— PROMPT —
Would it be possible to write out each entry below exactly, without the pictures?

— RECORD EXCERPTS —
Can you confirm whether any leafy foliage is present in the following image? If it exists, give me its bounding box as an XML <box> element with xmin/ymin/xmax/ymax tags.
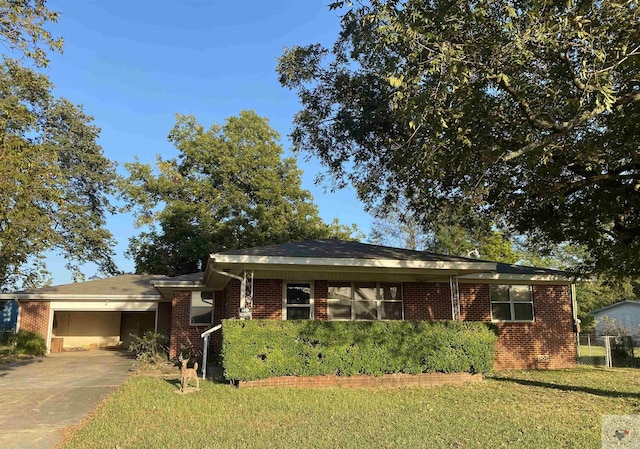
<box><xmin>0</xmin><ymin>60</ymin><xmax>117</xmax><ymax>287</ymax></box>
<box><xmin>222</xmin><ymin>320</ymin><xmax>497</xmax><ymax>380</ymax></box>
<box><xmin>278</xmin><ymin>0</ymin><xmax>640</xmax><ymax>275</ymax></box>
<box><xmin>0</xmin><ymin>0</ymin><xmax>63</xmax><ymax>67</ymax></box>
<box><xmin>121</xmin><ymin>111</ymin><xmax>354</xmax><ymax>275</ymax></box>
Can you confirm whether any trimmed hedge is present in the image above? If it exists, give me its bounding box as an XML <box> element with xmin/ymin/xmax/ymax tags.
<box><xmin>222</xmin><ymin>320</ymin><xmax>497</xmax><ymax>380</ymax></box>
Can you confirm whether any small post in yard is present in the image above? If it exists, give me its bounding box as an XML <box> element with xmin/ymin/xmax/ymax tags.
<box><xmin>604</xmin><ymin>335</ymin><xmax>613</xmax><ymax>368</ymax></box>
<box><xmin>202</xmin><ymin>334</ymin><xmax>209</xmax><ymax>379</ymax></box>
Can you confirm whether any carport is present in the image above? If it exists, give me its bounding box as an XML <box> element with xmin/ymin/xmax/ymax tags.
<box><xmin>0</xmin><ymin>275</ymin><xmax>170</xmax><ymax>352</ymax></box>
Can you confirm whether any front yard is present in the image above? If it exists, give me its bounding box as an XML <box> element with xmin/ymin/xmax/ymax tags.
<box><xmin>62</xmin><ymin>367</ymin><xmax>640</xmax><ymax>449</ymax></box>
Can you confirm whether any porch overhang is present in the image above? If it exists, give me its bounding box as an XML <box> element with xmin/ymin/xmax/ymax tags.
<box><xmin>204</xmin><ymin>254</ymin><xmax>496</xmax><ymax>289</ymax></box>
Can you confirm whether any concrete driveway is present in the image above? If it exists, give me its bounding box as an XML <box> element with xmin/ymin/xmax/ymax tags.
<box><xmin>0</xmin><ymin>351</ymin><xmax>134</xmax><ymax>449</ymax></box>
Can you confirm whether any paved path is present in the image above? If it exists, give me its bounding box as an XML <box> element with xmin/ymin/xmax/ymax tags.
<box><xmin>0</xmin><ymin>351</ymin><xmax>133</xmax><ymax>449</ymax></box>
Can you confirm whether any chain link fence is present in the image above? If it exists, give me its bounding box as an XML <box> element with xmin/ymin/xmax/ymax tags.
<box><xmin>578</xmin><ymin>334</ymin><xmax>640</xmax><ymax>368</ymax></box>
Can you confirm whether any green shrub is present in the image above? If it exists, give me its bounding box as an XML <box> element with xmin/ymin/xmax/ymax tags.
<box><xmin>129</xmin><ymin>331</ymin><xmax>169</xmax><ymax>363</ymax></box>
<box><xmin>7</xmin><ymin>330</ymin><xmax>47</xmax><ymax>355</ymax></box>
<box><xmin>222</xmin><ymin>320</ymin><xmax>497</xmax><ymax>380</ymax></box>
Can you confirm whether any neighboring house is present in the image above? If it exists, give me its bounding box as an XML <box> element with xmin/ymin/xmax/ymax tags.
<box><xmin>0</xmin><ymin>239</ymin><xmax>576</xmax><ymax>369</ymax></box>
<box><xmin>589</xmin><ymin>300</ymin><xmax>640</xmax><ymax>343</ymax></box>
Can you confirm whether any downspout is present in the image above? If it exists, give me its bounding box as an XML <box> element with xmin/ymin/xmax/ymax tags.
<box><xmin>200</xmin><ymin>270</ymin><xmax>246</xmax><ymax>379</ymax></box>
<box><xmin>569</xmin><ymin>283</ymin><xmax>580</xmax><ymax>360</ymax></box>
<box><xmin>15</xmin><ymin>297</ymin><xmax>22</xmax><ymax>334</ymax></box>
<box><xmin>449</xmin><ymin>276</ymin><xmax>460</xmax><ymax>321</ymax></box>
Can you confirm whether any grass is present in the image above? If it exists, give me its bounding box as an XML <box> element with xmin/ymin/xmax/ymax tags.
<box><xmin>62</xmin><ymin>367</ymin><xmax>640</xmax><ymax>449</ymax></box>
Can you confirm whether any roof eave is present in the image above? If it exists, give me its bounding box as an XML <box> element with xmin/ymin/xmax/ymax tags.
<box><xmin>459</xmin><ymin>273</ymin><xmax>574</xmax><ymax>284</ymax></box>
<box><xmin>205</xmin><ymin>254</ymin><xmax>496</xmax><ymax>272</ymax></box>
<box><xmin>0</xmin><ymin>293</ymin><xmax>161</xmax><ymax>301</ymax></box>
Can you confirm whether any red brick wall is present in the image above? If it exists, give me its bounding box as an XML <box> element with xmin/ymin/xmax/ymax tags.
<box><xmin>157</xmin><ymin>302</ymin><xmax>171</xmax><ymax>335</ymax></box>
<box><xmin>169</xmin><ymin>290</ymin><xmax>210</xmax><ymax>358</ymax></box>
<box><xmin>402</xmin><ymin>282</ymin><xmax>451</xmax><ymax>321</ymax></box>
<box><xmin>313</xmin><ymin>281</ymin><xmax>329</xmax><ymax>321</ymax></box>
<box><xmin>20</xmin><ymin>301</ymin><xmax>50</xmax><ymax>340</ymax></box>
<box><xmin>252</xmin><ymin>279</ymin><xmax>283</xmax><ymax>320</ymax></box>
<box><xmin>458</xmin><ymin>284</ymin><xmax>491</xmax><ymax>321</ymax></box>
<box><xmin>212</xmin><ymin>280</ymin><xmax>577</xmax><ymax>369</ymax></box>
<box><xmin>494</xmin><ymin>285</ymin><xmax>577</xmax><ymax>369</ymax></box>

— EXERCISE SOLUTION —
Can you confirm whether any leafy foliage is present in the following image? If it exists, give me its bounding box as an XML <box> element with xmin/ymin/xmax/ymax tags.
<box><xmin>0</xmin><ymin>60</ymin><xmax>117</xmax><ymax>287</ymax></box>
<box><xmin>222</xmin><ymin>320</ymin><xmax>497</xmax><ymax>380</ymax></box>
<box><xmin>278</xmin><ymin>0</ymin><xmax>640</xmax><ymax>275</ymax></box>
<box><xmin>0</xmin><ymin>0</ymin><xmax>63</xmax><ymax>67</ymax></box>
<box><xmin>121</xmin><ymin>111</ymin><xmax>354</xmax><ymax>275</ymax></box>
Can you confirm whether any trimmed hedge is present in the image above? If it exists, give me its bounding box as an XML <box> element with xmin/ymin/xmax/ymax tags.
<box><xmin>222</xmin><ymin>320</ymin><xmax>497</xmax><ymax>380</ymax></box>
Can you confirm whether any small post in yard is present in the image above? If it exists, give me its bounding box as an XML <box> element with xmin/ymin/xmax/ymax tags.
<box><xmin>604</xmin><ymin>335</ymin><xmax>613</xmax><ymax>368</ymax></box>
<box><xmin>202</xmin><ymin>334</ymin><xmax>209</xmax><ymax>379</ymax></box>
Can you confirm whether any carport is present in the image above? If it exists, give me its bounding box as an XML <box> element with xmin/ymin/xmax/ymax tags.
<box><xmin>0</xmin><ymin>275</ymin><xmax>170</xmax><ymax>352</ymax></box>
Can you confirm whether any front yard is present in the image above? If it exists, give me its bounding box as an XML <box> element with xmin/ymin/xmax/ymax tags.
<box><xmin>62</xmin><ymin>367</ymin><xmax>640</xmax><ymax>449</ymax></box>
Can you confirm whether any porch overhang is present in the image above? If it exists, give me its bounding box as an XML <box> element with xmin/ymin/xmax/ymax tags.
<box><xmin>204</xmin><ymin>254</ymin><xmax>496</xmax><ymax>289</ymax></box>
Can you confirm whether any concrete driveway is present in the image above? If it exists, give me its bounding box as an XML <box> element with xmin/ymin/xmax/ymax tags.
<box><xmin>0</xmin><ymin>351</ymin><xmax>134</xmax><ymax>449</ymax></box>
Can you confirm whether any paved path is present in the image above? If it exists, give me its bounding box as an XML <box> element with xmin/ymin/xmax/ymax tags.
<box><xmin>0</xmin><ymin>351</ymin><xmax>133</xmax><ymax>449</ymax></box>
Can you confirm whether any chain link fence is present in the image above? If it exists, give me its bounding box as an XML <box> element with xmin/ymin/xmax/ymax tags.
<box><xmin>578</xmin><ymin>334</ymin><xmax>640</xmax><ymax>368</ymax></box>
Can you confirm whether any green shrub is present in the image above? If it exists, give me its bounding box as an XML <box> element with xmin/ymin/xmax/ymax tags.
<box><xmin>129</xmin><ymin>331</ymin><xmax>169</xmax><ymax>363</ymax></box>
<box><xmin>7</xmin><ymin>330</ymin><xmax>47</xmax><ymax>355</ymax></box>
<box><xmin>222</xmin><ymin>320</ymin><xmax>497</xmax><ymax>380</ymax></box>
Can you confirm whether any neighboring house is present in the image above? If it exists, give me its bounding box as an XML <box> element with xmin/ymin/xmax/ymax tags.
<box><xmin>0</xmin><ymin>239</ymin><xmax>576</xmax><ymax>369</ymax></box>
<box><xmin>589</xmin><ymin>300</ymin><xmax>640</xmax><ymax>343</ymax></box>
Can you confirm whether any downspout is present in the image above? If it exists, give me its bounding box as an XML <box> element with xmin/ymin/xmax/ymax tags.
<box><xmin>200</xmin><ymin>270</ymin><xmax>246</xmax><ymax>379</ymax></box>
<box><xmin>569</xmin><ymin>283</ymin><xmax>580</xmax><ymax>360</ymax></box>
<box><xmin>15</xmin><ymin>297</ymin><xmax>22</xmax><ymax>334</ymax></box>
<box><xmin>449</xmin><ymin>276</ymin><xmax>460</xmax><ymax>321</ymax></box>
Can you confirm whether any grass is present in the image above? If it exists, give me its bounding box as an XML <box> element with xmin/ymin/xmax/ymax tags.
<box><xmin>62</xmin><ymin>367</ymin><xmax>640</xmax><ymax>449</ymax></box>
Can you confirm whether any roof eave is present in the image above? If it exists, give me its bounding box as an XML <box> element with xmin/ymin/xmax/ymax tags.
<box><xmin>459</xmin><ymin>273</ymin><xmax>574</xmax><ymax>284</ymax></box>
<box><xmin>205</xmin><ymin>254</ymin><xmax>496</xmax><ymax>272</ymax></box>
<box><xmin>0</xmin><ymin>293</ymin><xmax>161</xmax><ymax>301</ymax></box>
Can you confirm whether any red brick wall is present in the image above? If it exists, give me its bounding box as an XML <box> element with xmin/ymin/xmax/ymax tags.
<box><xmin>157</xmin><ymin>302</ymin><xmax>171</xmax><ymax>335</ymax></box>
<box><xmin>169</xmin><ymin>290</ymin><xmax>210</xmax><ymax>358</ymax></box>
<box><xmin>402</xmin><ymin>282</ymin><xmax>451</xmax><ymax>321</ymax></box>
<box><xmin>313</xmin><ymin>281</ymin><xmax>329</xmax><ymax>321</ymax></box>
<box><xmin>20</xmin><ymin>301</ymin><xmax>50</xmax><ymax>340</ymax></box>
<box><xmin>252</xmin><ymin>279</ymin><xmax>283</xmax><ymax>320</ymax></box>
<box><xmin>458</xmin><ymin>284</ymin><xmax>491</xmax><ymax>321</ymax></box>
<box><xmin>212</xmin><ymin>280</ymin><xmax>577</xmax><ymax>369</ymax></box>
<box><xmin>494</xmin><ymin>285</ymin><xmax>577</xmax><ymax>369</ymax></box>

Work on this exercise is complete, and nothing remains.